Requirements
a. In the steakhouse reviews, what year did CUT open in Marina Bay Sands?
b. List every country that the steakhouse reviews name as a source on Origin Grill's current menu.
c. Please pull a passage word for word from the steakhouse reviews, beginning at the words "While the beef" and stopping after "beyond the classics.".

CUT has been drawing in the crowds since its opening in Marina Bay Sands in 2011. A regular night there sees throngs of C-suite types out for a good time, thanks to their stellar drinks programme, and decadent, contemporary steakhouse fare. Celebrity chef to the celebrities, Wolfgang Puck clearly knows a thing or two about making customers feel special: service is attentive, as expected of any top-notch restaurant, but with the added vibe of a private member’s club. Steak choices include American, Australian, and Japanese beef in a variety of cuts, both aged and not, all grilled over a mix of hardwood and charcoal to impart a smoky sweetness to the meat.
While the beef is rightly the star of the show, sides and starters here are also exceptional. Make space and conscience for delights such as their bone marrow flan with mushroom marmalade and parsley salad; and their mac & cheese, a heady-no frills baked ramekin of corkscrew-shaped cavatappi pasta and sharp white cheddar that hits all the right notes of crusty, al dente, cheesy, and rich. It’s a dish that’s inspired more than one person to unabashedly sit alone at the bar with just the side and a tipple. While any steakhouse worth its salt would undoubtedly have a reasonably extravagant wine list (and this one does), do also give the cocktails here a chance — the drinks are thoughtfully crafted and go way beyond the classics.
2 Bayfront Avenue B1-71, Galleria Level The Shoppes at Marina Bay Sands. Tel: 6688-8517
This steakhouse in Shangri-la Hotel Singapore offers something quite uncommon: the chance to try steaks from different provenances. The current menu offers a selection from Australia, Japan, and Ireland and U.S.A.; with variables like whether the cattle are grain, grass, or corn fed; and whether the beef is aged or unaged. There’s everything from grass-fed, 35-day dry aged beef from Ireland, to intensely-marbled wagyu from Niigata that’s aged in a snow-covered room in a proccess called yukimuro. While there’s undeniable pedigree with Japanese beef, the Australian beef here is what really surprises — full-blood wagyu cattle raised in Down Under that can rival any of their Asian counterparts. Besides their USP of a chance for a horizantal-tasting of beef, Origin Grill’s atmosphere also departs from the traditional masculine, dimly-lit steakhouse template for a breezier, almost nordic atmosphere with its high ceiling and white-washed walls.

Data rows
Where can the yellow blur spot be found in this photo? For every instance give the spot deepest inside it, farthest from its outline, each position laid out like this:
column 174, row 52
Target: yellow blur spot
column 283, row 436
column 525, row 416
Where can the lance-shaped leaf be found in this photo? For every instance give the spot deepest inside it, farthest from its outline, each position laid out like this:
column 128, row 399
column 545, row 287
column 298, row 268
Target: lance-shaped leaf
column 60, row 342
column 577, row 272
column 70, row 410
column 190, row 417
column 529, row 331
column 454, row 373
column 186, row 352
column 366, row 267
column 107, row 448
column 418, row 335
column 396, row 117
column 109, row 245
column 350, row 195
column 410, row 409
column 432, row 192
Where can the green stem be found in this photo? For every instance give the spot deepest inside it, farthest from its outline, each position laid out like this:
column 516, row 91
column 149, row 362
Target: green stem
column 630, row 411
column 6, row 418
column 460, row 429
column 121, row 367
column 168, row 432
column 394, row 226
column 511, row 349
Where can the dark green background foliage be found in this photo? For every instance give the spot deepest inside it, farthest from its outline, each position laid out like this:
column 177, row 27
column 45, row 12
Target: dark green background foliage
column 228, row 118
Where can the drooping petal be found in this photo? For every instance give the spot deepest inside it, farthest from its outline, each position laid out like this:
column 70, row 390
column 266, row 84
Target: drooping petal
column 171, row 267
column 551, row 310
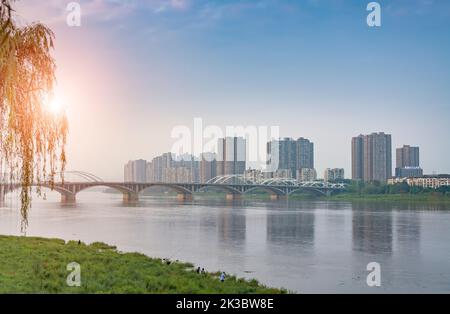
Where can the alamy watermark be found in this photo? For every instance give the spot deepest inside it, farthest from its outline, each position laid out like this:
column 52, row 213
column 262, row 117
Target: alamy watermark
column 74, row 278
column 73, row 18
column 374, row 277
column 374, row 17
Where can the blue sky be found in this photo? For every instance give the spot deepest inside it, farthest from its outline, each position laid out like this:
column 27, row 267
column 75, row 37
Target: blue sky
column 312, row 67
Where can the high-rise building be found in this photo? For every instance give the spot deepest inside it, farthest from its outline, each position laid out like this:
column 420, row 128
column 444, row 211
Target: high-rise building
column 408, row 162
column 156, row 168
column 231, row 156
column 407, row 156
column 208, row 167
column 290, row 154
column 335, row 174
column 358, row 158
column 372, row 157
column 306, row 175
column 305, row 154
column 136, row 171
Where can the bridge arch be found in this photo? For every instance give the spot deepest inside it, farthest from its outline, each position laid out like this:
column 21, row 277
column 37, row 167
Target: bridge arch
column 175, row 187
column 315, row 191
column 268, row 189
column 221, row 187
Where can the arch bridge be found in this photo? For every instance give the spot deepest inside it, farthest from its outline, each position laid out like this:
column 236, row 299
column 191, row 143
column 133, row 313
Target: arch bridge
column 234, row 186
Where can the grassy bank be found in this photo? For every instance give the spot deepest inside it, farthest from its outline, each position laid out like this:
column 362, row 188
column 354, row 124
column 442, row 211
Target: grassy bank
column 36, row 265
column 390, row 198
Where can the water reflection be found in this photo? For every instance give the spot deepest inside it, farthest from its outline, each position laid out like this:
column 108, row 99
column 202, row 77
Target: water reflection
column 291, row 228
column 303, row 246
column 372, row 229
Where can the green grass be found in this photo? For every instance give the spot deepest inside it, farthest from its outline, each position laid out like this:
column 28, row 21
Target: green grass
column 37, row 265
column 430, row 198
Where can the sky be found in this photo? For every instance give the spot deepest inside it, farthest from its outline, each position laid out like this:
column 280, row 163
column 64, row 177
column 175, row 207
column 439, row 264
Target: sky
column 134, row 70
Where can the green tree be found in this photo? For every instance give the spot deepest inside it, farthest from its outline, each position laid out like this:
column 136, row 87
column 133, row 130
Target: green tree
column 32, row 138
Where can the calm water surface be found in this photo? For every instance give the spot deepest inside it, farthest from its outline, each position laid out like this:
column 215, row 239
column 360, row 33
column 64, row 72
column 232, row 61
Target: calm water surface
column 303, row 246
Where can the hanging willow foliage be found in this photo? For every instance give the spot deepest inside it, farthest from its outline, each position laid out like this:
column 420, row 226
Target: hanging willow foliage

Answers for the tasks
a. 2011

b.
- Australia
- Japan
- Ireland
- U.S.A.

c.
While the beef is rightly the star of the show, sides and starters here are also exceptional. Make space and conscience for delights such as their bone marrow flan with mushroom marmalade and parsley salad; and their mac & cheese, a heady-no frills baked ramekin of corkscrew-shaped cavatappi pasta and sharp white cheddar that hits all the right notes of crusty, al dente, cheesy, and rich. It’s a dish that’s inspired more than one person to unabashedly sit alone at the bar with just the side and a tipple. While any steakhouse worth its salt would undoubtedly have a reasonably extravagant wine list (and this one does), do also give the cocktails here a chance — the drinks are thoughtfully crafted and go way beyond the classics.